(What is required): Reproduce all of the records below, swapping "even-odd" for "nonzero" wherever it occurs and leaving everything else unchanged.

(Dataset records):

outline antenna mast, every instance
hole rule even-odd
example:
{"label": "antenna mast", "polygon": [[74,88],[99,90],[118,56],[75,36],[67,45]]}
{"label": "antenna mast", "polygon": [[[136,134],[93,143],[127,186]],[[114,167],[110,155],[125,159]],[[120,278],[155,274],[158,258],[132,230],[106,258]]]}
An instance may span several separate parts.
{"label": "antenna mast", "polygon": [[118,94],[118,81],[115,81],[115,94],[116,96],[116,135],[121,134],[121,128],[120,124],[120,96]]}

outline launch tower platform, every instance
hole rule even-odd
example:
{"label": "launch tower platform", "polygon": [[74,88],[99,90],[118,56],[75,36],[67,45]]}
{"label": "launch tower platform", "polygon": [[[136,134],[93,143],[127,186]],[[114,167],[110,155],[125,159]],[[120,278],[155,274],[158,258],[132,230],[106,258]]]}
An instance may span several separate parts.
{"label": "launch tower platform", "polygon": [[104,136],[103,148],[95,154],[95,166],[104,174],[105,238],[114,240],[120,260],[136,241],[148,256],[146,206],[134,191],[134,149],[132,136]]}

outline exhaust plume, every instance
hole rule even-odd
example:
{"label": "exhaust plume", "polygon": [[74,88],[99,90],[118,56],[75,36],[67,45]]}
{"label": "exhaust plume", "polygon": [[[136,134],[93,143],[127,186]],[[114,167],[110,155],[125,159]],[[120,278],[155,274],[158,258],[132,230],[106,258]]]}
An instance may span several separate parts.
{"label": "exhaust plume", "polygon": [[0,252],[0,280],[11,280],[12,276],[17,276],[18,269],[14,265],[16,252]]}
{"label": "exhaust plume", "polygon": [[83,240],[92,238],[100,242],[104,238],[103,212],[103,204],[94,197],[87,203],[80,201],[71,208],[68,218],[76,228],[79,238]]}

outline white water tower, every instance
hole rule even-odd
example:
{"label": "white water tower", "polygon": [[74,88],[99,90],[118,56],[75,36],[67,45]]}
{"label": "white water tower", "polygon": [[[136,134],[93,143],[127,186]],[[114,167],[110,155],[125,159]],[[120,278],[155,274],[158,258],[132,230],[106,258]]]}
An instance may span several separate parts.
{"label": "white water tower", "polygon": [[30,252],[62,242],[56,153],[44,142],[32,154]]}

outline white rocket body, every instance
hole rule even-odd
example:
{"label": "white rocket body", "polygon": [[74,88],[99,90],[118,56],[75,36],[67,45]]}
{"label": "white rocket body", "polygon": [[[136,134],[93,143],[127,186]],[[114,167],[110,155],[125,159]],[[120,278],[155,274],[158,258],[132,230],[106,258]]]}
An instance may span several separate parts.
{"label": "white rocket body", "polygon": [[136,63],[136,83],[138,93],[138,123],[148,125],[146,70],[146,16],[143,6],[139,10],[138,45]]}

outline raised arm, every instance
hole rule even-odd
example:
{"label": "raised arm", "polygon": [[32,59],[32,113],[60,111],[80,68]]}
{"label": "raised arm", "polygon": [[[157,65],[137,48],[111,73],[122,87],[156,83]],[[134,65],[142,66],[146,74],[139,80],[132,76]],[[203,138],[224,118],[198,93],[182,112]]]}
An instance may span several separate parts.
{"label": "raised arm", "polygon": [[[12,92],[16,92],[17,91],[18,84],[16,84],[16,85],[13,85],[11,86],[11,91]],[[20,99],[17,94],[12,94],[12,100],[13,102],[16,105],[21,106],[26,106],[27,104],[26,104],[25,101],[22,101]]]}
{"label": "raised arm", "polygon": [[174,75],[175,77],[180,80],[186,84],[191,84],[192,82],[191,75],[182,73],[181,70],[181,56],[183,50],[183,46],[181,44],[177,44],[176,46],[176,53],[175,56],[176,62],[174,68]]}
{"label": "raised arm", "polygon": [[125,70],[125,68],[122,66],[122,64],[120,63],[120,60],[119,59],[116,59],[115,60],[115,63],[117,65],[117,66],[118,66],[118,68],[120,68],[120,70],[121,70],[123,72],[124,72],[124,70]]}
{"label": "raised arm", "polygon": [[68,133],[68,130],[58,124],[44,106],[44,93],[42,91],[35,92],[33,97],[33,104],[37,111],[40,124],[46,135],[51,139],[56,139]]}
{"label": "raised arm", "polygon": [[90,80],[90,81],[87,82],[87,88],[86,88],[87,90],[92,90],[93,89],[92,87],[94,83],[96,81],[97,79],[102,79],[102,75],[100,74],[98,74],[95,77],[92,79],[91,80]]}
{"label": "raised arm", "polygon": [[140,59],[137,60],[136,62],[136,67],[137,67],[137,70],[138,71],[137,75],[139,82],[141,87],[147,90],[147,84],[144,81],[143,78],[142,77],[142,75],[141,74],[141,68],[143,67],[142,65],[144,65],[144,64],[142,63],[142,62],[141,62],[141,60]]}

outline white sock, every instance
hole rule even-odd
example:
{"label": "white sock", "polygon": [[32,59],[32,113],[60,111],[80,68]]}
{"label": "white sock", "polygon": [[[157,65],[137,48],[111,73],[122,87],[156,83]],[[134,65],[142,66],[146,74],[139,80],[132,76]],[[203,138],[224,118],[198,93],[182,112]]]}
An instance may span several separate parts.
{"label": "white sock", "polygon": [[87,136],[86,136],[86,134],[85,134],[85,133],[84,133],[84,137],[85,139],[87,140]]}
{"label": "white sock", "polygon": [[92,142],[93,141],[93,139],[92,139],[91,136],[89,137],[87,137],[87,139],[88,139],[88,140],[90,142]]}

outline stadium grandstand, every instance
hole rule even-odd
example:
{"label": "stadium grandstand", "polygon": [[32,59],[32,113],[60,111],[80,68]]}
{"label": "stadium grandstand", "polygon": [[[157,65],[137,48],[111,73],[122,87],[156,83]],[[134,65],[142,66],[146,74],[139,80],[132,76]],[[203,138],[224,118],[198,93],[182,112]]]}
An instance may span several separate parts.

(Solution to this exercise):
outline antenna mast, every instance
hole rule nonzero
example:
{"label": "antenna mast", "polygon": [[74,88],[99,90],[118,56],[75,36],[67,45]]}
{"label": "antenna mast", "polygon": [[[136,134],[93,143],[127,186]],[[114,167],[110,155],[125,159]],[[120,278],[155,274],[158,258],[132,230],[106,258]]]}
An instance may span several separate parts.
{"label": "antenna mast", "polygon": [[118,94],[118,81],[115,81],[115,94],[116,96],[116,135],[121,134],[121,128],[120,124],[120,96]]}

outline launch tower platform, every instance
hole rule nonzero
example:
{"label": "launch tower platform", "polygon": [[74,88],[99,90],[118,56],[75,36],[67,45]]}
{"label": "launch tower platform", "polygon": [[[136,134],[93,143],[127,186]],[[114,167],[110,155],[125,159]],[[120,278],[155,274],[158,258],[132,230],[106,258]]]}
An instance may span several separate parts.
{"label": "launch tower platform", "polygon": [[104,136],[103,148],[95,154],[95,166],[104,174],[105,238],[114,240],[120,260],[136,241],[148,256],[146,206],[134,191],[134,149],[132,136]]}

outline exhaust plume, every instance
hole rule nonzero
example:
{"label": "exhaust plume", "polygon": [[74,88],[99,90],[118,56],[75,36],[67,45]]}
{"label": "exhaust plume", "polygon": [[[136,134],[93,143],[127,186]],[[114,167],[110,155],[125,159]],[[120,278],[155,274],[158,258],[132,230],[106,258]]]}
An instance may span several separate parts.
{"label": "exhaust plume", "polygon": [[0,252],[0,280],[11,280],[12,276],[17,276],[18,269],[14,265],[16,252]]}
{"label": "exhaust plume", "polygon": [[83,240],[92,238],[100,242],[104,238],[103,212],[103,204],[94,197],[87,203],[80,201],[71,208],[68,218],[76,228],[79,238]]}

outline white water tower, every instance
hole rule nonzero
example:
{"label": "white water tower", "polygon": [[74,88],[99,90],[118,56],[75,36],[67,45]]}
{"label": "white water tower", "polygon": [[[136,134],[93,143],[127,186]],[[114,167],[110,155],[125,159]],[[120,278],[155,274],[158,258],[132,230],[106,258]]]}
An instance may span several separate parts.
{"label": "white water tower", "polygon": [[30,252],[62,242],[56,153],[44,142],[32,154]]}

outline white rocket body, every instance
hole rule nonzero
example:
{"label": "white rocket body", "polygon": [[74,88],[99,90],[118,56],[75,36],[67,45]]}
{"label": "white rocket body", "polygon": [[[136,134],[93,143],[127,186]],[[114,167],[110,155],[125,159]],[[120,278],[155,274],[158,258],[132,230],[106,258]]]}
An instance may span several separate parts.
{"label": "white rocket body", "polygon": [[136,63],[136,83],[138,93],[138,123],[148,125],[146,70],[146,16],[143,6],[139,10],[138,45]]}

outline raised arm, every instance
hole rule nonzero
example:
{"label": "raised arm", "polygon": [[32,59],[32,113],[60,111],[80,68]]}
{"label": "raised arm", "polygon": [[[157,65],[137,48],[111,73],[122,87],[156,83]],[[134,65],[142,66],[146,74],[139,80],[132,76]],[[203,138],[224,118],[198,93],[182,112]]]}
An instance may span several separate parts.
{"label": "raised arm", "polygon": [[[12,92],[16,92],[17,91],[18,84],[16,84],[16,85],[13,85],[11,86],[11,91]],[[20,99],[17,94],[12,94],[12,100],[13,102],[16,105],[21,106],[26,106],[27,104],[26,104],[25,101],[22,101]]]}
{"label": "raised arm", "polygon": [[174,75],[175,77],[180,80],[186,84],[191,84],[192,82],[191,75],[182,73],[181,70],[181,56],[183,50],[183,46],[181,44],[177,44],[176,46],[176,53],[175,56],[176,62],[174,68]]}
{"label": "raised arm", "polygon": [[125,70],[125,68],[122,66],[122,64],[120,63],[120,60],[119,59],[116,59],[115,60],[115,63],[117,65],[117,66],[118,66],[118,68],[120,68],[120,70],[121,70],[123,72],[124,72],[124,70]]}
{"label": "raised arm", "polygon": [[68,133],[68,130],[58,124],[44,106],[44,93],[42,91],[35,92],[33,97],[33,104],[37,111],[40,124],[46,135],[51,139],[56,139]]}
{"label": "raised arm", "polygon": [[90,80],[90,81],[87,82],[87,88],[86,88],[87,90],[92,90],[93,89],[92,87],[94,83],[96,81],[97,79],[102,79],[102,75],[100,74],[98,74],[95,77],[92,79],[91,80]]}
{"label": "raised arm", "polygon": [[140,59],[137,60],[136,62],[136,67],[137,67],[137,70],[138,71],[137,75],[139,82],[141,87],[147,90],[147,84],[144,81],[143,78],[142,77],[142,75],[141,74],[141,68],[143,67],[142,65],[144,65],[144,64],[142,63],[142,62],[141,62],[141,60]]}

outline white sock, every instance
hole rule nonzero
example:
{"label": "white sock", "polygon": [[32,59],[32,113],[60,111],[80,68]]}
{"label": "white sock", "polygon": [[[157,65],[137,48],[111,73],[122,87],[156,83]],[[134,65],[142,66],[146,74],[139,80],[132,76]],[[203,138],[224,118],[198,93],[182,112]]]}
An instance may span several separate parts.
{"label": "white sock", "polygon": [[87,136],[86,136],[86,134],[85,134],[85,133],[84,133],[84,137],[85,139],[87,140]]}
{"label": "white sock", "polygon": [[92,142],[93,141],[93,139],[92,139],[91,136],[89,137],[87,137],[87,139],[88,139],[88,140],[90,142]]}

outline stadium grandstand, every instance
hole rule nonzero
example:
{"label": "stadium grandstand", "polygon": [[32,59],[32,113],[60,111],[80,68]]}
{"label": "stadium grandstand", "polygon": [[[157,65],[137,48],[111,73],[122,87],[156,83]],[[134,65],[142,66],[146,74],[139,80],[132,76]],[[203,138],[224,118],[198,93],[182,112]]]}
An instance may span several separate parts.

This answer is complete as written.